**Work to be completed:** The records should be written out in full, with nothing altered.

**Material for this exercise:**
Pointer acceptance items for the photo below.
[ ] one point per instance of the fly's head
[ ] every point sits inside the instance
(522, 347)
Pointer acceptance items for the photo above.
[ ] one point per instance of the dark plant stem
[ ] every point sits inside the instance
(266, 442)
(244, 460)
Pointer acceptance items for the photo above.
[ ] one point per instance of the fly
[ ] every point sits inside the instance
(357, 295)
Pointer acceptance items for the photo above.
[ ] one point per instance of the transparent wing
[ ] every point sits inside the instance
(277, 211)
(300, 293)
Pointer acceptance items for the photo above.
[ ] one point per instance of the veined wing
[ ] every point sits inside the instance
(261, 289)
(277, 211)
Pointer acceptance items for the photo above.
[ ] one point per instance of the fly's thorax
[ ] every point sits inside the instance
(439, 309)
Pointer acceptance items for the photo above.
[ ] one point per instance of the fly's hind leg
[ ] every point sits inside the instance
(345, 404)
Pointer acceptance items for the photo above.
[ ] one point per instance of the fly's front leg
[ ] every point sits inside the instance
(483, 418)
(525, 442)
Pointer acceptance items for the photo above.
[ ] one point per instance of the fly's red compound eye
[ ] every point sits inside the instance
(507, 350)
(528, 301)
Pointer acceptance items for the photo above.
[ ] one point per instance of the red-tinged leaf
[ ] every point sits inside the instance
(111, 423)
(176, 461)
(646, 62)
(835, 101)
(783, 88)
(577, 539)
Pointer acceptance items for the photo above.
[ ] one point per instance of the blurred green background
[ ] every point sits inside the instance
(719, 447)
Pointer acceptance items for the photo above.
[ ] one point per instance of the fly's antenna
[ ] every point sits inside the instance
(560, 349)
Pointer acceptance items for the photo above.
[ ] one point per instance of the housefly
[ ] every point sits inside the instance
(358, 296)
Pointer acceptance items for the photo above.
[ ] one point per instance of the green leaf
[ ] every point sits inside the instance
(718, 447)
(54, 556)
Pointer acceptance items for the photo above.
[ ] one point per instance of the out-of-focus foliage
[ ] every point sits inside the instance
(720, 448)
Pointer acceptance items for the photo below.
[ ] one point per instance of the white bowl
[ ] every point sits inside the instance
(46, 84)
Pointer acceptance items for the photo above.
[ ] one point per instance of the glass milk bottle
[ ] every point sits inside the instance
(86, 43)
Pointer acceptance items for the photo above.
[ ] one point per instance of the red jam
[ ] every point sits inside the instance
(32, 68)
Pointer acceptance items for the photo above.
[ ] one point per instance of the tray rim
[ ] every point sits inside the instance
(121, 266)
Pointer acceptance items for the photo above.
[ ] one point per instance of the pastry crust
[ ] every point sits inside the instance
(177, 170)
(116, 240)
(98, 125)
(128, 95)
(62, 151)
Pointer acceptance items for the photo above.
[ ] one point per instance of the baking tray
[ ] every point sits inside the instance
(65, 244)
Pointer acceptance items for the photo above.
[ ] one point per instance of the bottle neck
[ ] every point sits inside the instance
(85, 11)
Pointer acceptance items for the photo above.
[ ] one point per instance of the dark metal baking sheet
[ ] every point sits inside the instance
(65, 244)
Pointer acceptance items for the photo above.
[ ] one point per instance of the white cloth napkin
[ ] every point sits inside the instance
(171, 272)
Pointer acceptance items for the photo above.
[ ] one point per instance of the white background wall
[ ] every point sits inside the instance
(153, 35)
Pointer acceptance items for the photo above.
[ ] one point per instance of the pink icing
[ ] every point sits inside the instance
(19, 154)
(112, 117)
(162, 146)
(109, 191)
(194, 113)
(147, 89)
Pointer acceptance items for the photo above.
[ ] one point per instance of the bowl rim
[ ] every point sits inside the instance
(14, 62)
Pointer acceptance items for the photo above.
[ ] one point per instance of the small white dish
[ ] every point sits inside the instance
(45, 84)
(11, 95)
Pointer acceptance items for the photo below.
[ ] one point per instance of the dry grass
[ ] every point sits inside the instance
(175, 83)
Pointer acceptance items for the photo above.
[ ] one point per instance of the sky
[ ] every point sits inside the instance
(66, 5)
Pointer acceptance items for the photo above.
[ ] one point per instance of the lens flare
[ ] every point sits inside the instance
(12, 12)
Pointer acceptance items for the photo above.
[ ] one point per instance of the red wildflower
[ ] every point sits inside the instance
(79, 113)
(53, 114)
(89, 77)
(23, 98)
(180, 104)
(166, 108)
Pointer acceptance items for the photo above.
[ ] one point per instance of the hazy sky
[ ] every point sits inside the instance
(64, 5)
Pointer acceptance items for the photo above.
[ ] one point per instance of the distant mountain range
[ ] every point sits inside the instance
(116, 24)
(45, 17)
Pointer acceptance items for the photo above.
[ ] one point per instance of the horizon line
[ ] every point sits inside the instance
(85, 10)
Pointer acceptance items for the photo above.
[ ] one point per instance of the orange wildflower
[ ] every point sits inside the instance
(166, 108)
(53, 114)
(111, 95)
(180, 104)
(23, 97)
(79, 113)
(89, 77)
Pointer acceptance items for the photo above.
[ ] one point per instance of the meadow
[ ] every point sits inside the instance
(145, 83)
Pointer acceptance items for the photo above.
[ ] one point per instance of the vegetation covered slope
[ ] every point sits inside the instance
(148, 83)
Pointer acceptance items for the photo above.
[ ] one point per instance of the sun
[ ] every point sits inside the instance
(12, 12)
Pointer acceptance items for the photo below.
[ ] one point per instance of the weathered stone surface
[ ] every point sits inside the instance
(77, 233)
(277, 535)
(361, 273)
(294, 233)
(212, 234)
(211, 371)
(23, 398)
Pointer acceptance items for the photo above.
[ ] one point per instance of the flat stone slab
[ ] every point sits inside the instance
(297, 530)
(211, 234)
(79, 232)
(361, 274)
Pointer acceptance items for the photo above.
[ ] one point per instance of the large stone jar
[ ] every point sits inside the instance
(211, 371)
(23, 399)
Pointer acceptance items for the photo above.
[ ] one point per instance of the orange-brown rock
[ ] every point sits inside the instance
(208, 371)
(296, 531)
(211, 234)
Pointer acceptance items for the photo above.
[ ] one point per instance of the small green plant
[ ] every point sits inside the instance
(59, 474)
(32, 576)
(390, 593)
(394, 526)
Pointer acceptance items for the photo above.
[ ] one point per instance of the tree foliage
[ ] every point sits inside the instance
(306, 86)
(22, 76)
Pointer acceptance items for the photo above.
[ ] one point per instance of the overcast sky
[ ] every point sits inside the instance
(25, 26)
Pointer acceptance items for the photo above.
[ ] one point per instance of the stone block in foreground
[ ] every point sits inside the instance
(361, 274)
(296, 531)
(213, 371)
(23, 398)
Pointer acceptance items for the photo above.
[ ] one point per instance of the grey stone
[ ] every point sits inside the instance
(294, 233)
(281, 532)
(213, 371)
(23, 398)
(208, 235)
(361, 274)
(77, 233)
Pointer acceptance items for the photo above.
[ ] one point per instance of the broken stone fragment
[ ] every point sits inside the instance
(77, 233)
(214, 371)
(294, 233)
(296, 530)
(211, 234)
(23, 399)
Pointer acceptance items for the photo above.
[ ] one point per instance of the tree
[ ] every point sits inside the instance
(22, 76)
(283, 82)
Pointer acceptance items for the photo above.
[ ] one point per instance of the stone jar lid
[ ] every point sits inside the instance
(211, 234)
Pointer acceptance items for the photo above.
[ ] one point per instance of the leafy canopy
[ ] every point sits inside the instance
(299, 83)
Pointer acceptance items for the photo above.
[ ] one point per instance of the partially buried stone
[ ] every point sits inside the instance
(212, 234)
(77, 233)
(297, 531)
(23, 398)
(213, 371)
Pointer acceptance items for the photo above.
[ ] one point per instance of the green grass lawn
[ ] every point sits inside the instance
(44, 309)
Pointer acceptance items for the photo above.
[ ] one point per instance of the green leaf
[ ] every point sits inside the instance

**The completed task:**
Pointer acceptance items for the photo below.
[ ] one point per instance of the fly's head
[ ] every point sits inside the instance
(522, 347)
Pointer acceptance items for the photo above.
[ ] one point per instance of the dark plant stem
[ ] every point sits inside the instance
(266, 442)
(244, 460)
Pointer acceptance items for the photo above.
[ ] one point per instance of the fly
[ ] every point sits inside the instance
(357, 295)
Pointer acceptance items for the photo above.
[ ] one point per instance of the transparent wing
[ ] every point sits inside the instance
(277, 211)
(300, 293)
Pointer acceptance items for the photo above.
[ ] one point per instance of the veined wing
[ ] every point sits inside the instance
(261, 289)
(277, 211)
Pointer acceptance items for the photo above.
[ ] one point per instance of the fly's thorax
[ ] every point sits inside the instance
(439, 309)
Pointer acceptance items for the photo above.
[ ] one point per instance of the fly's hind leg
[ ] every point sits inside the instance
(345, 404)
Pointer acceptance items for the photo above.
[ ] one point per instance of the fly's front leg
[ ] every point sits inside the instance
(483, 418)
(525, 442)
Pointer acceptance items for the photo above.
[ ] one point per instance of the fly's red compound eye
[ ] every point sits inside the instance
(507, 350)
(528, 301)
Pointer acceptance items for the photo above.
[ ] one point per instance of the red-tinged leaf
[ ] every point sits inside the instance
(111, 423)
(176, 461)
(646, 62)
(835, 101)
(783, 88)
(577, 539)
Pointer acceptance items for the photo above.
[ ] one point per instance of the blurred green background
[ ] every point sits inside the instance
(719, 447)
Pointer acceptance items for the photo above.
[ ] one point per instance of the fly's antenna
[ ] every point sits inside the instance
(560, 349)
Pointer acceptance items for the photo above.
[ ] one point per instance of the housefly
[ ] every point sits inside the instance
(358, 296)
Pointer acceptance items for the photo above.
[ ] one point per instance of the green leaf
[ ] every point sits inside the instance
(718, 447)
(54, 556)
Pointer acceptance items for the photo above.
[ ] one point per instance of the out-of-focus foliage
[ ] every point sits inside the instance
(720, 448)
Pointer acceptance items for the photo below.
[ ] one point per instance of the white bowl
[ ] every point sits inside the instance
(46, 84)
Pointer acceptance items for the photo above.
[ ] one point per instance of the glass milk bottle
[ ] every point sits inside the instance
(86, 43)
Pointer acceptance items for the photo above.
[ ] one point per instance of the red jam
[ ] every point sits inside the instance
(32, 68)
Pointer acceptance items for the photo above.
[ ] one point per instance of the tray rim
[ ] every point sits inside the instance
(121, 266)
Pointer acceptance items for the photo above.
[ ] one point per instance of the pastry crust
[ ] every point sits inside the instance
(177, 170)
(116, 240)
(98, 125)
(128, 95)
(62, 151)
Pointer acceptance items for the photo above.
[ ] one point per instance of the baking tray
[ ] every point sits inside the instance
(65, 244)
Pointer acceptance items for the photo above.
[ ] one point per instance of the bottle neck
[ ] every point sits inside the instance
(85, 11)
Pointer acceptance items for the photo above.
[ ] one point per instance of the dark metal baking sheet
[ ] every point sits inside the instance
(65, 244)
Pointer acceptance items for the photo above.
[ ] one point per instance of the white cloth napkin
[ ] every point sits inside the instance
(171, 272)
Pointer acceptance items for the photo above.
[ ] one point per instance of the white background wall
[ ] every point sits inside the instance
(153, 35)
Pointer acceptance items for the photo above.
[ ] one point per instance of the pink icing
[ ] every point sits inside the instance
(19, 154)
(112, 117)
(162, 146)
(109, 191)
(194, 113)
(147, 89)
Pointer acceptance items for the photo above.
[ ] one point per instance of the bowl rim
[ ] every point sits inside the instance
(14, 62)
Pointer acceptance items for the photo above.
[ ] one point per instance of the small white dish
[ ] every point sits inside the instance
(45, 84)
(11, 95)
Pointer acceptance items for the photo below.
[ ] one point per instance of the dry grass
[ ] every point sits inside the instance
(175, 83)
Pointer acceptance items for the photo above.
[ ] one point per instance of the sky
[ ] every point sits inside the instance
(66, 5)
Pointer acceptance items for the photo above.
[ ] one point per instance of the lens flare
[ ] every point sits inside the instance
(12, 12)
Pointer acceptance items for the photo above.
[ ] one point per instance of the red wildflower
[ ] every point sits inside the instance
(79, 113)
(53, 114)
(89, 77)
(23, 98)
(180, 104)
(166, 108)
Pointer acceptance items for the photo above.
[ ] one point per instance of the hazy sky
[ ] every point sits inside the instance
(64, 5)
Pointer acceptance items for the photo above.
[ ] one point per instance of the distant mountain range
[ ] every point sits inside the instance
(116, 24)
(45, 17)
Pointer acceptance items for the photo above.
[ ] one point per instance of the horizon line
[ ] every point sits inside the instance
(85, 10)
Pointer acceptance items for the photo above.
[ ] one point per instance of the orange wildflower
[ ] every point sits inside the instance
(166, 108)
(53, 114)
(111, 95)
(180, 104)
(23, 97)
(79, 113)
(89, 77)
Pointer acceptance items for the photo above.
[ ] one point per instance of the meadow
[ ] every point sits inside the instance
(145, 83)
Pointer acceptance items for the photo above.
[ ] one point per instance of the vegetation covered slope
[ ] every point sits inside the instance
(148, 83)
Pointer acceptance items for the photo above.
[ ] one point per instance of the sun
[ ] every point sits inside the instance
(12, 12)
Pointer acceptance items for the photo below.
[ ] one point per instance of the weathered stone surface
[ ] every point sits inside the instance
(77, 233)
(277, 535)
(361, 273)
(294, 233)
(212, 234)
(211, 371)
(23, 398)
Pointer acceptance items for the photo above.
[ ] one point per instance of the flat stone slab
[ ] every point sits inside the instance
(297, 530)
(211, 234)
(79, 232)
(361, 274)
Pointer acceptance items for the photo above.
[ ] one point per instance of the large stone jar
[ ] every point sits inside the instance
(211, 371)
(23, 399)
Pointer acceptance items for the photo above.
[ ] one point per instance of the orange-brown rock
[ ] every point sits inside the instance
(208, 371)
(296, 531)
(211, 234)
Pointer acceptance items for the photo above.
[ ] one point per instance of the small green plant
[ ] every point sits inside the instance
(59, 474)
(32, 576)
(390, 593)
(394, 526)
Pointer acceptance items for the photo above.
[ ] one point per instance of the tree foliage
[ ] every point sits inside the instance
(306, 86)
(22, 76)
Pointer acceptance items for the photo above.
[ ] one point per instance of the overcast sky
[ ] every point sits inside the instance
(25, 26)
Pointer acceptance items for the photo above.
[ ] one point per instance of the stone block in foreground
[ ] every point sits inside the instance
(361, 274)
(296, 531)
(213, 371)
(23, 398)
Pointer acceptance items for the photo above.
[ ] one point per instance of the grey stone
[ ] every point sits inside the instance
(294, 233)
(281, 532)
(213, 371)
(23, 398)
(208, 235)
(361, 274)
(77, 233)
Pointer acceptance items for the photo above.
[ ] one point per instance of the broken stone fragment
[ ] every point sits inside the instance
(77, 233)
(214, 371)
(294, 233)
(296, 530)
(211, 234)
(23, 399)
Pointer acceptance items for the photo above.
[ ] one point per instance of the tree
[ ] every point sits inside the instance
(22, 76)
(283, 82)
Pointer acceptance items for the photo above.
[ ] one point per instance of the stone jar lid
[ ] every point sits inside the instance
(211, 234)
Pointer acceptance items for the photo above.
[ ] one point per instance of the leafy canopy
[ ] every point sits inside the instance
(299, 83)
Pointer acceptance items for the photo above.
[ ] one point per instance of the partially buried stone
[ ] every point sits inside the instance
(212, 234)
(77, 233)
(297, 531)
(23, 398)
(213, 371)
Pointer acceptance items for the photo above.
[ ] one point per instance of the green grass lawn
[ ] every point sits inside the instance
(44, 309)
Pointer acceptance items for the photo above.
[ ] one point per instance of the green leaf
[ ] every point sits inside the instance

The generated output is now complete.